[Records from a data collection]
++++
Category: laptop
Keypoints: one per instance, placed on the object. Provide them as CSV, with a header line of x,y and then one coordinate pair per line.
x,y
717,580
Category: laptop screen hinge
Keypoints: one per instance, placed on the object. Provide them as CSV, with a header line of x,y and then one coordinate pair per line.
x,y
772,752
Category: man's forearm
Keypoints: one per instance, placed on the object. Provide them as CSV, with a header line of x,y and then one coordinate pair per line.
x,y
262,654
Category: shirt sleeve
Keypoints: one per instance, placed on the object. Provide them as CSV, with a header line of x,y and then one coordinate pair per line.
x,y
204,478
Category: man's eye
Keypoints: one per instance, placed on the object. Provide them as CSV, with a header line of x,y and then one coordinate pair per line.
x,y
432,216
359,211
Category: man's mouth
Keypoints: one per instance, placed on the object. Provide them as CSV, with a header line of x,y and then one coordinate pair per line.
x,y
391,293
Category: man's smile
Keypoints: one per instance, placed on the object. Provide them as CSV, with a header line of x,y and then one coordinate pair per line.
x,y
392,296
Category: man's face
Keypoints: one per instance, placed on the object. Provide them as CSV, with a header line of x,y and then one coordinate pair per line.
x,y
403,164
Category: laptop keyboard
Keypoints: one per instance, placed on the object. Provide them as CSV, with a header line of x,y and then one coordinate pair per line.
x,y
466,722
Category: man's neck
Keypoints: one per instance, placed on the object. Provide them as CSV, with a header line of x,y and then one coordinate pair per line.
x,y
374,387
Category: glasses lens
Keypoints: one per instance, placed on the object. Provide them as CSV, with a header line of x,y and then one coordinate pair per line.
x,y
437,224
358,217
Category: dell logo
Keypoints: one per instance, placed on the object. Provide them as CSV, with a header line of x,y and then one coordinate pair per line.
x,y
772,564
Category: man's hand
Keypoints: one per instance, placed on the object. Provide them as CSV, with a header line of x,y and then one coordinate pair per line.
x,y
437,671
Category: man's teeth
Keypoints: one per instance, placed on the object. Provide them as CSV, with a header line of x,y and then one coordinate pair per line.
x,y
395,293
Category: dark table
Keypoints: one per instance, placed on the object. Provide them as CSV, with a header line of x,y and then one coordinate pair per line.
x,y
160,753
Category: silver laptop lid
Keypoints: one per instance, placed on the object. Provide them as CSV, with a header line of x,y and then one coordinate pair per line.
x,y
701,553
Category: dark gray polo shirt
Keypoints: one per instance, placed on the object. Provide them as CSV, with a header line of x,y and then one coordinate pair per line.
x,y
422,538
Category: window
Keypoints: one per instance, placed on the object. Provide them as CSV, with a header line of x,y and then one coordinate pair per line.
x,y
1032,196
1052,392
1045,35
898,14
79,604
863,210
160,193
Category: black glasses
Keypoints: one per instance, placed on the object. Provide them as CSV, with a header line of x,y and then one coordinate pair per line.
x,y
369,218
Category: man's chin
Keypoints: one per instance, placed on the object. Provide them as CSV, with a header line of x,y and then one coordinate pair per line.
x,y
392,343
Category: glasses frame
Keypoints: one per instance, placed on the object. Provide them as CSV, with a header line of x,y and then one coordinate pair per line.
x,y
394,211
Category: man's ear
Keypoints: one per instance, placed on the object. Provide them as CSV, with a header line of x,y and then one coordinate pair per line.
++++
What you need to do: Repeat the records above word for word, line by line.

The solution:
Category: laptop
Keypoints: one per instance, placed on the object. Provide them as CSV, with a header line of x,y and then one coordinate pair per line.
x,y
717,580
Category: laptop screen hinge
Keypoints: one per instance, placed on the object. Provide them as CSV, with a header line of x,y and then one coordinate pair per line.
x,y
772,752
Category: man's forearm
Keypoints: one per instance, placed on the object. Provide them as CSV, with a header line of x,y and then one coordinate pair per line.
x,y
262,654
Category: shirt sleeve
Keypoints: one per instance, placed on the object. Provide them as CSV, with a header line of x,y and then one coordinate pair per line.
x,y
204,478
Category: man's eye
Keypoints: one per instance, placed on the object. Provide them as CSV, with a header line of x,y and then one coordinate pair per line.
x,y
432,216
359,211
Category: man's mouth
Keypoints: one per instance, placed on the object. Provide them as CSV, with a header line of x,y and then one coordinate pair per line.
x,y
391,293
Category: man's smile
Keypoints: one per instance, placed on the object. Provide them as CSV, with a header line of x,y and then one coordinate pair per line.
x,y
392,296
Category: man's face
Keypoints: one per instance, placed on the object. Provide them as CSV, with a header line of x,y and then one coordinate pair per line.
x,y
403,164
Category: laptop keyboard
Keypoints: one per instance, placed on the object. Provide them as CSV, with a header line of x,y and then one coordinate pair per line.
x,y
466,722
Category: man's neck
Keypoints: one per instance, placed on the object. Provide them as CSV, with a header line of x,y and then one coordinate pair per line.
x,y
374,387
Category: glasses lens
Keypoints: one per instance, placed on the object. Provide them as CSV, with a header line of x,y and then one coordinate pair per line.
x,y
437,224
358,217
Category: dell logo
Keypoints: one per instance, placed on the object. Provide them as CSV, with a header line of x,y and then one coordinate pair per line.
x,y
772,564
Category: man's hand
Keypoints: one per instance, placed on the object. Provide them as CSV, with a header line of x,y and then one coordinate pair per line.
x,y
437,671
Category: man's teeth
Keypoints: one per instance, placed on the object. Provide them as CSV, with a header line of x,y and then one coordinate pair per line.
x,y
395,293
Category: dark table
Keypoints: one per instance, placed on the object. Provide them as CSV, with a header line of x,y and then one coordinate pair per line.
x,y
160,753
Category: silver laptop lid
Keypoints: one per instance, placed on the object. Provide them as CSV, with a header line of x,y and then one coordinate pair per line.
x,y
701,553
Category: dark gray polo shirt
Keypoints: one per instance, placed on the object. Provide them as CSV, with a header line of x,y and then one coordinate pair per line.
x,y
422,538
Category: window
Keypoints: one per instance, placed on the object. Provide them as CSV, with a header line of x,y and then one coordinate pair per line.
x,y
1032,196
1052,392
1045,35
898,14
79,604
863,210
160,193
Category: black glasses
Keypoints: one per instance, placed on the object. Provide them as CSV, with a header line of x,y and then one coordinate pair per line.
x,y
369,218
Category: man's chin
Keypoints: one per instance, placed on the object. Provide them as CSV, with a header line of x,y and then one coordinate pair per line.
x,y
392,343
Category: glasses frame
Keypoints: one per instance, placed on the object. Provide them as CSV, with a header line of x,y and then one coordinate pair per line.
x,y
394,211
Category: man's ear
Keypoints: one per instance, placed on the object. Provide them as CSV, with a header line of x,y and then one coordinate pair per line.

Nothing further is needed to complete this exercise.